= Exercise directions =
Give the line containing "Query: white shiplap wall" again, exactly, along with all later lines of the entries, through the last one.

Natural language region descriptions

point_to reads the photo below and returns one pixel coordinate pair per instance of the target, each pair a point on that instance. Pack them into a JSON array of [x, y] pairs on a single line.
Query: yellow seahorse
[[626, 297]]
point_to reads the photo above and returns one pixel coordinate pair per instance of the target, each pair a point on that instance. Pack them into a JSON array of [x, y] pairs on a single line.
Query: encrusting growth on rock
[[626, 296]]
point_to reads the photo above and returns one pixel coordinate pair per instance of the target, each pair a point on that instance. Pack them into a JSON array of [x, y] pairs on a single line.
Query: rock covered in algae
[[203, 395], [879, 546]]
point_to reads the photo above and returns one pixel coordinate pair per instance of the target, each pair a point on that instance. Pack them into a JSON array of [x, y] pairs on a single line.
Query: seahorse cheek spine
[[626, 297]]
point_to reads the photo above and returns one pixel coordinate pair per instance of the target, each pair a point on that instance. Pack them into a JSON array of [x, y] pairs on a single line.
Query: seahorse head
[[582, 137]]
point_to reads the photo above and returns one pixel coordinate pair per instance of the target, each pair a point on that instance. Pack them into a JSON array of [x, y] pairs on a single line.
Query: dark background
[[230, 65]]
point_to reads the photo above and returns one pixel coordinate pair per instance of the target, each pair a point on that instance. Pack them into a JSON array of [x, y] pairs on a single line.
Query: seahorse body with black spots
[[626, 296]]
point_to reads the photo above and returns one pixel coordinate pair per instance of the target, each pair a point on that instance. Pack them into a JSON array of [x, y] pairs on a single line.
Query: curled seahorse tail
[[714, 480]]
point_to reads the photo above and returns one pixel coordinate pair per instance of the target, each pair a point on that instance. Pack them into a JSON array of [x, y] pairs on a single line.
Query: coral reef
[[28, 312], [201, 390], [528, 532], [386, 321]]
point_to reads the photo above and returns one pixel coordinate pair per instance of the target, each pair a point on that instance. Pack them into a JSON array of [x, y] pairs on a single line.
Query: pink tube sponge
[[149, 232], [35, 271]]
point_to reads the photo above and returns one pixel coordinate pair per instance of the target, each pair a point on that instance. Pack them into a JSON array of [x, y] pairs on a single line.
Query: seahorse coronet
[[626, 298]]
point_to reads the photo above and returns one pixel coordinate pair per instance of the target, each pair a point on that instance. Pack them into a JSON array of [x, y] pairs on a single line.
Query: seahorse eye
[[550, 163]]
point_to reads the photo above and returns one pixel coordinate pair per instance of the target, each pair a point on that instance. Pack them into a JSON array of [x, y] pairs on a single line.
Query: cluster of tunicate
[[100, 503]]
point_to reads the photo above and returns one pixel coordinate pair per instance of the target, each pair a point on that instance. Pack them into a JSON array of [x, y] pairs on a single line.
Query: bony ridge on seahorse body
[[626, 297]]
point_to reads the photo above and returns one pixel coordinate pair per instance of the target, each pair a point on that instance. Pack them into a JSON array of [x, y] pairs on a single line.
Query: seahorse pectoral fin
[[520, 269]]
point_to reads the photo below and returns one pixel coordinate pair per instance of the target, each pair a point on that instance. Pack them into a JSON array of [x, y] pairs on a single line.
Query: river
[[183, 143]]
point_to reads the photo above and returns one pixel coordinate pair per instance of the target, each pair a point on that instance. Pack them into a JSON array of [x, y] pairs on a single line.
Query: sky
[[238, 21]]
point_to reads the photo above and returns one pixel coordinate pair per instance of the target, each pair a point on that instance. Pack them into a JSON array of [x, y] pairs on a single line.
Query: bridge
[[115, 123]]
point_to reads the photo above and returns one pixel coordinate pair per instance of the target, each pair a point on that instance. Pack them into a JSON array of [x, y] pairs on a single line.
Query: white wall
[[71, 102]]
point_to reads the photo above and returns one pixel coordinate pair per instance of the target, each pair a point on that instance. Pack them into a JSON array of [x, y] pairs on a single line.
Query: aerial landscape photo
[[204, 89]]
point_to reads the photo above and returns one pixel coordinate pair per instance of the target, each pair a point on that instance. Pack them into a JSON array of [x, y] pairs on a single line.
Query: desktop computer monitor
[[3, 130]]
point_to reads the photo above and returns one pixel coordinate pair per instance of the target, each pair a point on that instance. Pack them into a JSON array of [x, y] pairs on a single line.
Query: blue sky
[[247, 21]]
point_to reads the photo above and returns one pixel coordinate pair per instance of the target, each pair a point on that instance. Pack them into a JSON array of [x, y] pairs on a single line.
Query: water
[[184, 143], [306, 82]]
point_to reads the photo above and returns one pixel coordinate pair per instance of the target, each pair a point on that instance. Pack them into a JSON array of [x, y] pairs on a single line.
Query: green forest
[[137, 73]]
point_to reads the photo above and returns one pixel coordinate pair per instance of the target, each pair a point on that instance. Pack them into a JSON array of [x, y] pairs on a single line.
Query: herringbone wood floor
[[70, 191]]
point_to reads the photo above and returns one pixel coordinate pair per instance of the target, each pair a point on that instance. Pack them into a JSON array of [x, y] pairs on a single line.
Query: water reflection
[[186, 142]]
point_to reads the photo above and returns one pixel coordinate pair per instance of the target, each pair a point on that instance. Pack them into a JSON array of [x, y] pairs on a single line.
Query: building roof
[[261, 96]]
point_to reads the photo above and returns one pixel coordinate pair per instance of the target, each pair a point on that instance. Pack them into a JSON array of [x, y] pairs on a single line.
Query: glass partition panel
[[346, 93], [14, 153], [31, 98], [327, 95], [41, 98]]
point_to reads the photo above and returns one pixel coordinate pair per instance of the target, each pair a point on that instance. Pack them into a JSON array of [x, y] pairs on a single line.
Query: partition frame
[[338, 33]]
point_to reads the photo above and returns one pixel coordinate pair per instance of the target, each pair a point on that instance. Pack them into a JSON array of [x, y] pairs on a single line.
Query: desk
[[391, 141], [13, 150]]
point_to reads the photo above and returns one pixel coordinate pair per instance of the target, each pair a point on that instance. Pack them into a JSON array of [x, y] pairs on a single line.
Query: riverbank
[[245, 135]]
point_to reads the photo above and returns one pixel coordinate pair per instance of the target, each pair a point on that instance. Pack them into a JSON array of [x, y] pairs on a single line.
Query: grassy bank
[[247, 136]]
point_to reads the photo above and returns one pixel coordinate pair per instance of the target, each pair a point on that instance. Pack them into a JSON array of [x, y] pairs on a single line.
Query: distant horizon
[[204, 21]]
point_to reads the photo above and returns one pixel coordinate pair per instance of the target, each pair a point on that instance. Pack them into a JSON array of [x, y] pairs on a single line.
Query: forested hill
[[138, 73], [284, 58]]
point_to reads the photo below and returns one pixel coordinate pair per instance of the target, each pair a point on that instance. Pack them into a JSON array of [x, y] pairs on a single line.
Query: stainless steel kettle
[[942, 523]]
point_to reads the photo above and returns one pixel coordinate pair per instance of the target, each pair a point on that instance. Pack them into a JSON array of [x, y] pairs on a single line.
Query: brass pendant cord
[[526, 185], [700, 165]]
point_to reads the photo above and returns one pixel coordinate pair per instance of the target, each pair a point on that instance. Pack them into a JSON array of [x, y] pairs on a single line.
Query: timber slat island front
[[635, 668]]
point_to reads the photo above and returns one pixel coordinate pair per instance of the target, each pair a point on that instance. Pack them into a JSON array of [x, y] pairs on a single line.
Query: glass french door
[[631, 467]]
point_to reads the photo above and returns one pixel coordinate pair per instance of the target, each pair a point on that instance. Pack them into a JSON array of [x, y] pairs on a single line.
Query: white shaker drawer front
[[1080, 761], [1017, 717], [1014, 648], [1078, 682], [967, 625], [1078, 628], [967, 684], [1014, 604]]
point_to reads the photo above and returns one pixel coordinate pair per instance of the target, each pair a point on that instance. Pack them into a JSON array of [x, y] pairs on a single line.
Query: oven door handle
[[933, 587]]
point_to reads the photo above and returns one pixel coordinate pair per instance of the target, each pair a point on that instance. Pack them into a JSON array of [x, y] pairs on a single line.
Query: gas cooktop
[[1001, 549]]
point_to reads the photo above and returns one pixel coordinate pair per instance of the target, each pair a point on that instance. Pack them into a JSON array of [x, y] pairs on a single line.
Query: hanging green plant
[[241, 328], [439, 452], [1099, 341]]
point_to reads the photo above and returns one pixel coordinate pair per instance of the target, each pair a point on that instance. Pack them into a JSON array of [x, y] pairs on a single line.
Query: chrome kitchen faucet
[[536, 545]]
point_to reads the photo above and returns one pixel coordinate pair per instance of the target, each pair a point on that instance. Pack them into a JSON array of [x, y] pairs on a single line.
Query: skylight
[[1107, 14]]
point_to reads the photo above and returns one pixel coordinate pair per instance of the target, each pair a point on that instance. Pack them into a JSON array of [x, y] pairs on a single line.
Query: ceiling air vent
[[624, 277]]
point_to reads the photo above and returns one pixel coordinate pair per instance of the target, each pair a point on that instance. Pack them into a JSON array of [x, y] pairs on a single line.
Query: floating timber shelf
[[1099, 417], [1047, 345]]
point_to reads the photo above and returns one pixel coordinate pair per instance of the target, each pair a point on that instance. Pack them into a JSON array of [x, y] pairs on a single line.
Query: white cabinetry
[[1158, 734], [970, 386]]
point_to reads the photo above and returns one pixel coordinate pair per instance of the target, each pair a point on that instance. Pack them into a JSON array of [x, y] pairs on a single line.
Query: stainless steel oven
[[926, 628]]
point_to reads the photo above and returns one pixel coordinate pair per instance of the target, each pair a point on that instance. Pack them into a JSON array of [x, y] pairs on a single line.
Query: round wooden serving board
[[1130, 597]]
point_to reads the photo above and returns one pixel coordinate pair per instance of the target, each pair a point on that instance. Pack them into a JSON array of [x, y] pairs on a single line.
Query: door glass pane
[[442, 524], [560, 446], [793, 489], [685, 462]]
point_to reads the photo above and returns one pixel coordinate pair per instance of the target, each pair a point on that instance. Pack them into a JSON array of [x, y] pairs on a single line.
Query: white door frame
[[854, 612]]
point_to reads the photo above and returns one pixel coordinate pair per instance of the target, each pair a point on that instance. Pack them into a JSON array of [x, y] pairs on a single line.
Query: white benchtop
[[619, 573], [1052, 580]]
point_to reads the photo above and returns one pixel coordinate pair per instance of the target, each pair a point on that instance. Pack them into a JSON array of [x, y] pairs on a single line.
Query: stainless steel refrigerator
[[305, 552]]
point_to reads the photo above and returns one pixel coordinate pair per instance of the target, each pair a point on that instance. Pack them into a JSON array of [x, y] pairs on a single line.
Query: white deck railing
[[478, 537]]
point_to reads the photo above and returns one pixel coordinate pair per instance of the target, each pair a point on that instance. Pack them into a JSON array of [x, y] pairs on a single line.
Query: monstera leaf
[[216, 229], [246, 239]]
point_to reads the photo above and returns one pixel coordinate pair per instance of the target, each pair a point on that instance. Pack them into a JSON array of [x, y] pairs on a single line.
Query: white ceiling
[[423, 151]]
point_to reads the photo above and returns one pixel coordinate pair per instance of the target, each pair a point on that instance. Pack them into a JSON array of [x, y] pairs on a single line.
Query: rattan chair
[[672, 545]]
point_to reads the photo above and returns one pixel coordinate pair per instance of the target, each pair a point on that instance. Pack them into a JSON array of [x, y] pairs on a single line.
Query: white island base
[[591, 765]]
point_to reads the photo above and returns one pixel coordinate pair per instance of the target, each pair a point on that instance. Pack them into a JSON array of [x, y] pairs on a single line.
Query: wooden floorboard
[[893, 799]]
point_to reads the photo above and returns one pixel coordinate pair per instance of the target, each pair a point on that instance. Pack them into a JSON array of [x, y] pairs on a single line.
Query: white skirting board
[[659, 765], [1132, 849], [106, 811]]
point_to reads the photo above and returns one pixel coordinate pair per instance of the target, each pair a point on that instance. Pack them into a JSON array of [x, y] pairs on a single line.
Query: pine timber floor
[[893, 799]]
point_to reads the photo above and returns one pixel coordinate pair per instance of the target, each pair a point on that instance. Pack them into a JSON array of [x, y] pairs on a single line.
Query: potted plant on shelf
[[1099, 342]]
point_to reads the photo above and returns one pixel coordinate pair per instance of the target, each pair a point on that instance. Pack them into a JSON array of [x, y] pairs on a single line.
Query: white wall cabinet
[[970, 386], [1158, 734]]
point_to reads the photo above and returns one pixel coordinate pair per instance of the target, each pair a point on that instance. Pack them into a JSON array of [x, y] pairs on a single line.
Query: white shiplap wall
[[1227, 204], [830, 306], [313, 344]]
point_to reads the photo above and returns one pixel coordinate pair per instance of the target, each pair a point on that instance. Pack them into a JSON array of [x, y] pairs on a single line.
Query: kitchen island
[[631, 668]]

= Written solution =
Query: white shiplap wall
[[1227, 204], [830, 306], [313, 344]]
point_to reads the photo above and returns one pixel coordinate pair per instance of the target, each pair a point on that instance. Pack them into a JSON array of [x, y] pairs on a single line.
Query: kitchen island
[[631, 668]]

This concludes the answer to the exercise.